> **Exercise aim**:
Apart from the pictures, every line below is to be set down exactly.

=== Data records ===

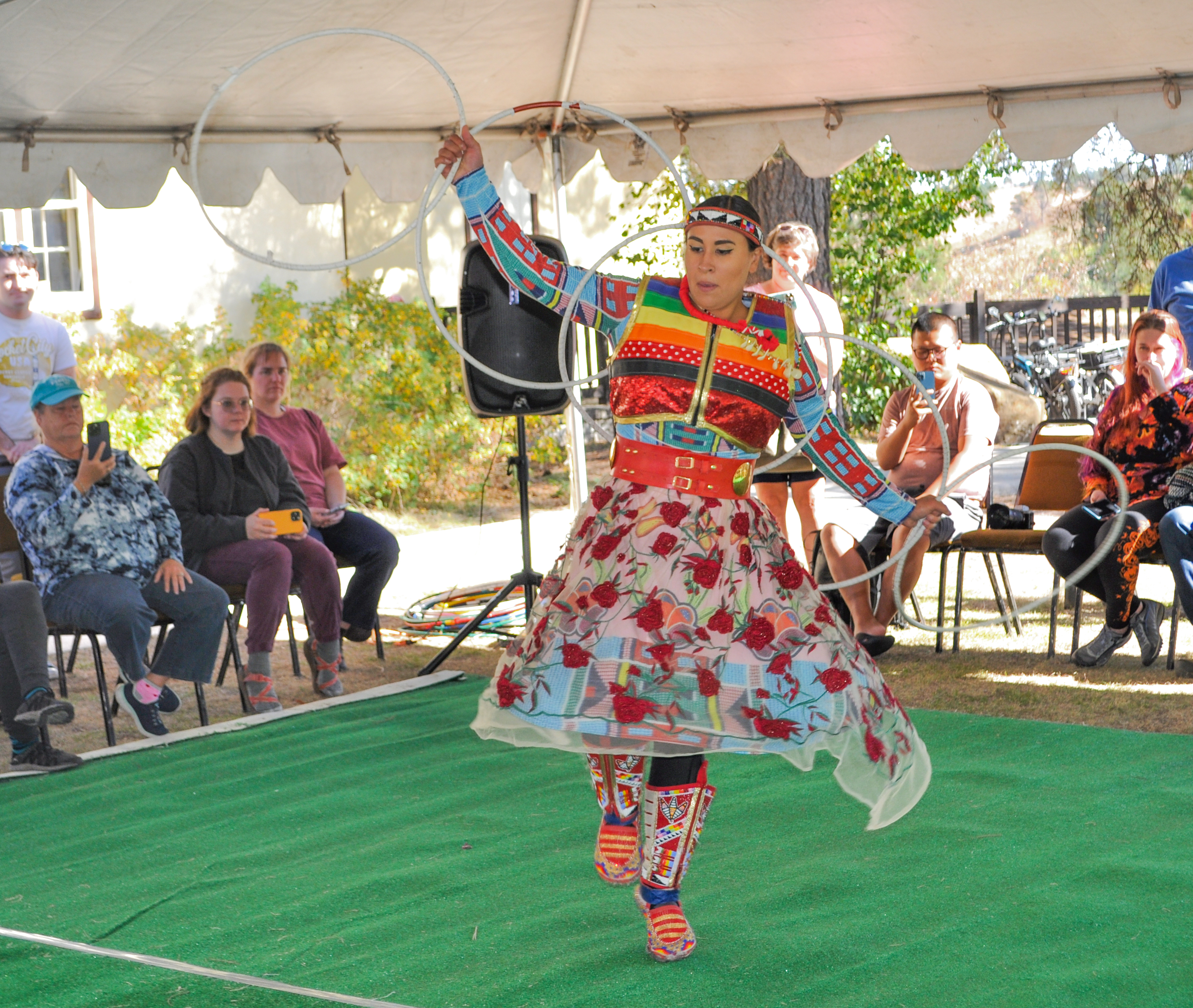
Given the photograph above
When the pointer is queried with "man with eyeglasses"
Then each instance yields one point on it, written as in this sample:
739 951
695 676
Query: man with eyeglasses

===

> **Solution below**:
Given the photograph above
When the pointer is queried with "man with eyeglasses"
Then each instance yields one point on it, written as in this sample:
739 951
695 676
Query: man with eyeglasses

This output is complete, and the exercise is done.